Sunulan metin:
┌──
Okullar yaz tatiline girince torunlarımızla birlikte Cuma namazlarına giderdik. Aylar sonra ilk defa okulların açıldığı hafta birlikte Cuma namazına gidemedik. İki torunum da “öğlenci” idi. İlk ders zilinin çalınması Cuma namazı saatine denk geliyordu. Dolayısıyla çocuklar Cuma namazına gidemedi. Sadece bizim torunlar mı, bütün çocuklar Cuma namazına gidemedi. Okullar tatil oluncaya kadar da gidemeyecekler. Sadece onlar mı? Öğretmenler de, hademeler de?..
Cuma namazı kılma meselesi, ülkemizde acilen çözüme kavuşturulması gereken bir konu. Zira Cuma namazı Müslümanlar için farz bir ibadet. Ortada farz bir ibadetin engellenmesi mevzubahis. Mesai saatlerinden dolayı memurlar da işçiler de Cuma namazına gidemiyor. Bazı işyerleri düzenleme yaparak işçilerine Cuma namazı imkânı tanıyor. Ancak ülkemizde maalesef Cuma namazı kılamama sancısı devam ediyor. Bu vesileyle ülkemizin temel konularından birine neşter atmak şart oldu.
Lozan Anlaşması’nın 37. maddesini birlikte okuyalım. Madde aynen şöyle: “Türkiye, 38’den 44’e kadar olan maddelerde açıklanan hükümlerin temel yasalar olarak tanınmasını ve hiçbir yasa, hiçbir tüzük ve hiçbir resmi işlemin bu hükümlere zıt ve karşı olmamasını ve hiçbir yasa, hiçbir tüzük ve hiçbir resmi işlemin sözü edilen hükümlerden üstün olmamasını yükümlenir.” (Ankara Ticaret Odası Mondros, Sevr, Lozan Andlaşmaları, Hazırlayan: İbrahim Sâdi Öztürk, s. 254)
Bu 37. madde, “Anayasa maddesi” gibiydi. 38, 39, 40, 41, 42, 43 ve 44. maddeleri okuduğumuzda, ülkemizdeki azınlıkların (Hıristiyan ve Yahudi vatandaşların) bütün dinî inançları koruma altına alınmakta ve bu inançtaki vatandaşların inançlarını serbestçe yaşamaları sağlanmaktaydı. Nüfusun yüzde 99’unu teşkili eden Müslümanlar için maalesef böyle bir koruma ve müeyyide yoktu.
└──
Yazılı alıştırma A:
Cuma namazıyla ilgili metinde kaynak olarak gösterilen kitabın adında hangi antlaşmalar geçiyor? Hepsini sıralayın.
Yazılı alıştırma B:
Cuma namazıyla ilgili metni iki cümleyle özetleyin.
Yazılı alıştırma C:
Cuma namazıyla ilgili metni kaldığı yerden devam ettirin.

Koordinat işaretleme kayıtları
┌──
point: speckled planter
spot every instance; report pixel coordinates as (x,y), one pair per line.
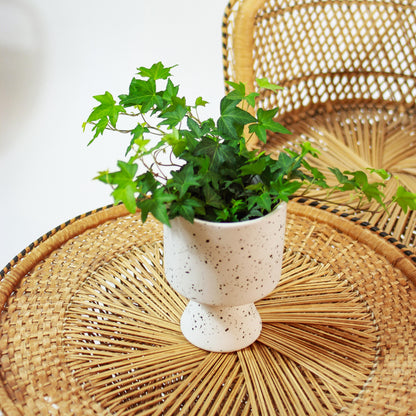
(223,268)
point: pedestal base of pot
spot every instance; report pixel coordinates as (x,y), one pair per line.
(221,328)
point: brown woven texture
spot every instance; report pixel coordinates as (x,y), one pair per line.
(349,72)
(89,326)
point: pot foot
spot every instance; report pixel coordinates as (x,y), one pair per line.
(221,328)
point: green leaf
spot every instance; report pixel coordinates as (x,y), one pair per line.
(212,198)
(174,114)
(233,119)
(157,205)
(255,168)
(155,72)
(143,94)
(200,102)
(194,127)
(405,199)
(186,208)
(125,184)
(183,179)
(218,153)
(108,110)
(380,172)
(171,91)
(125,194)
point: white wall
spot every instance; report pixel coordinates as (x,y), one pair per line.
(54,55)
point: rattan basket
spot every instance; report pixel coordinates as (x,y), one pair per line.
(349,72)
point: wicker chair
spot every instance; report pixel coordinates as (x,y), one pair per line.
(349,72)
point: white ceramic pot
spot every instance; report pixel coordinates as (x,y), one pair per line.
(223,268)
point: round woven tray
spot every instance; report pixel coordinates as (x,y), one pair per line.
(90,327)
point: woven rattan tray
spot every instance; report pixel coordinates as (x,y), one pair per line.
(90,327)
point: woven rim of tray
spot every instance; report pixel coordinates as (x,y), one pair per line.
(67,383)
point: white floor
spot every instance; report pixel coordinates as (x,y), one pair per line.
(54,56)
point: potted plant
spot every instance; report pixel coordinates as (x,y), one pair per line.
(223,206)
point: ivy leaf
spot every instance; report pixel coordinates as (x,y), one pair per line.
(212,198)
(156,71)
(186,208)
(266,122)
(142,93)
(218,153)
(255,168)
(262,201)
(171,91)
(233,119)
(405,199)
(107,111)
(175,113)
(264,83)
(284,190)
(125,185)
(200,102)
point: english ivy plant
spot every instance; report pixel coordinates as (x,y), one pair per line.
(179,165)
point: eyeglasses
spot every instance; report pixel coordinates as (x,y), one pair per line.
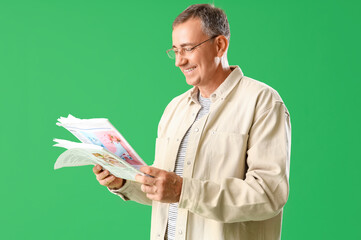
(172,53)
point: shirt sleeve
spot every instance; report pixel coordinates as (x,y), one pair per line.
(131,191)
(264,191)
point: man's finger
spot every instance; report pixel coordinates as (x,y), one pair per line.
(152,171)
(107,181)
(97,169)
(103,175)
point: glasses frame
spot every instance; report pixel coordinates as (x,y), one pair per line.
(186,49)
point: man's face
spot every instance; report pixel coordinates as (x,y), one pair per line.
(199,65)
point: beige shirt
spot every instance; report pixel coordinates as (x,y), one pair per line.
(236,169)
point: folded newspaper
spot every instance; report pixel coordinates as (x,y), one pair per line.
(101,144)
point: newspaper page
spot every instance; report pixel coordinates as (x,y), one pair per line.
(100,132)
(80,154)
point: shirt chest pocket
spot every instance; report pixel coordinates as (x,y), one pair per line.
(161,145)
(228,155)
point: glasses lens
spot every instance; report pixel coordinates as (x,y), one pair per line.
(171,54)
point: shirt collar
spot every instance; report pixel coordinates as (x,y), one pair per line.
(222,91)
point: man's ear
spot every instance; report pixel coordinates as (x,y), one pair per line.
(222,45)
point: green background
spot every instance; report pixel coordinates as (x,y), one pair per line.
(107,59)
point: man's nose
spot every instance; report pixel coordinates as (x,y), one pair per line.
(180,60)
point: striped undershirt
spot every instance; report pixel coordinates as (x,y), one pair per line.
(173,207)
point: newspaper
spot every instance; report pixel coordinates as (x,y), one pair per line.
(101,144)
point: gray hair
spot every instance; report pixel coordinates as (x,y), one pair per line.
(214,20)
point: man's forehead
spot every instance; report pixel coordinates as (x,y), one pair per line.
(187,33)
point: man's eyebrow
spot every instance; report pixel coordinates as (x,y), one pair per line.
(184,45)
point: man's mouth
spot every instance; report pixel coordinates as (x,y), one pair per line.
(188,70)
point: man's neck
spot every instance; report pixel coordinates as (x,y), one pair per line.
(219,78)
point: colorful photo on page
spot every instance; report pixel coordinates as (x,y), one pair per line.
(109,160)
(114,144)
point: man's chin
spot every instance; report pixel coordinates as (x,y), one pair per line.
(193,82)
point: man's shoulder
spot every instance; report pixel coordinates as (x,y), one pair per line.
(180,99)
(252,88)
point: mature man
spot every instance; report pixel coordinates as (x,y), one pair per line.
(223,148)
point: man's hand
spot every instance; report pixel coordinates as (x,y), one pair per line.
(106,179)
(164,187)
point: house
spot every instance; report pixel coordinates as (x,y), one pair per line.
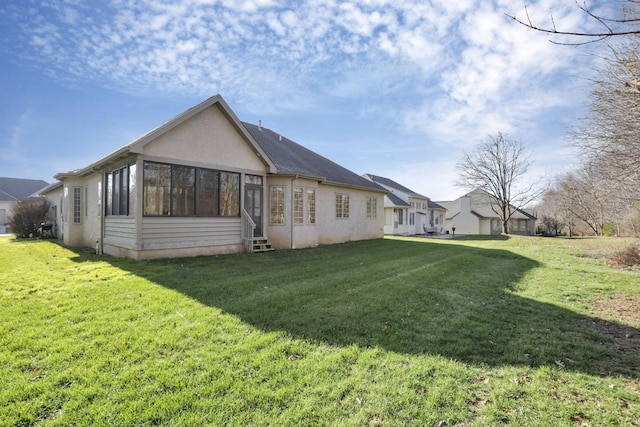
└──
Sonuç A:
Mondros, Sevr, Lozan

Sonuç B:
Yazar, okul ve mesai saatleri yüzünden çocukların, memurların ve işçilerin Cuma namazına gidemediğini söylüyor ve bunu farz bir ibadetin engellenmesi olarak görüyor. Lozan Antlaşması'nın 37. maddesinin ve 38-44. maddelerin azınlıkların dinî inançlarını koruma altına aldığını, nüfusun yüzde 99'unu oluşturan Müslümanlar için ise böyle bir koruma ve müeyyide bulunmadığını vurguluyor.

Sonuç C:
Lozan Anlaşması’nın imzalandığı 24 Temmuz 1923’te 1921 Anayasası yürürlükte idi. Bu Anayasa’nın 2. Maddesinde, “Devletin dini, din-i İslam’dır” deniliyordu. Aynı hüküm 1924 Anayasası’nda da korunmuştu. O yıllarda devletin dini İslamiyet’ti ve mahkemelerde İslam hukuku uygulanıyordu. Cuma günü de resmî tatil idi. Cumartesi ve Pazar mesai günlerine dâhildi. O günkü siyasi yapı, Lozan Anlaşması’nın 37. maddesini kabullendikleri için ne yapacaklarını düşünmeye başladılar ve çözüm olarak %1’e uymaya karar verdiler. 1924 Anayasası’na rağmen hukuk sistemini değiştirdiler. (Aslında bu Anayasa suçu idi. Maalesef bu konu şu güne kadar hür bir zeminde tartışılmamış ve ele alınmamıştır.) İşte o tarihten itibaren ülkemizdeki azınlıklar, yani Hıristiyan ve Yahudi vatandaşlar dinî inanç cihetinden büyük bir keyif içerisinde yaşamaya başladılar. Zira Yahudiler için tatil günü olan Cumartesi ve Hıristiyanlar için tatil günü olan Pazar günü resmî tatil günü ilan edilmiş, Müslümanların resmî tatil günü olan Cuma günü ise tatil olmaktan çıkarılmıştı. Yahudiler Cumartesi günü havraya, Hıristiyanlar Pazar günü kiliseye gitmekte idiler. Keyifleri sadece bundan ibaret değildi. Çocuklarına anaokulundan üniversite son sınıfa kadar kendi dinî inançları istikametinde eğitim verebiliyorlardı. Keyifleri bundan da ibaret değildi. Türkiye Cumhuriyeti’nde hiçbir kanun ve tüzük inançlarına aykırı çıkarılamayacaktı.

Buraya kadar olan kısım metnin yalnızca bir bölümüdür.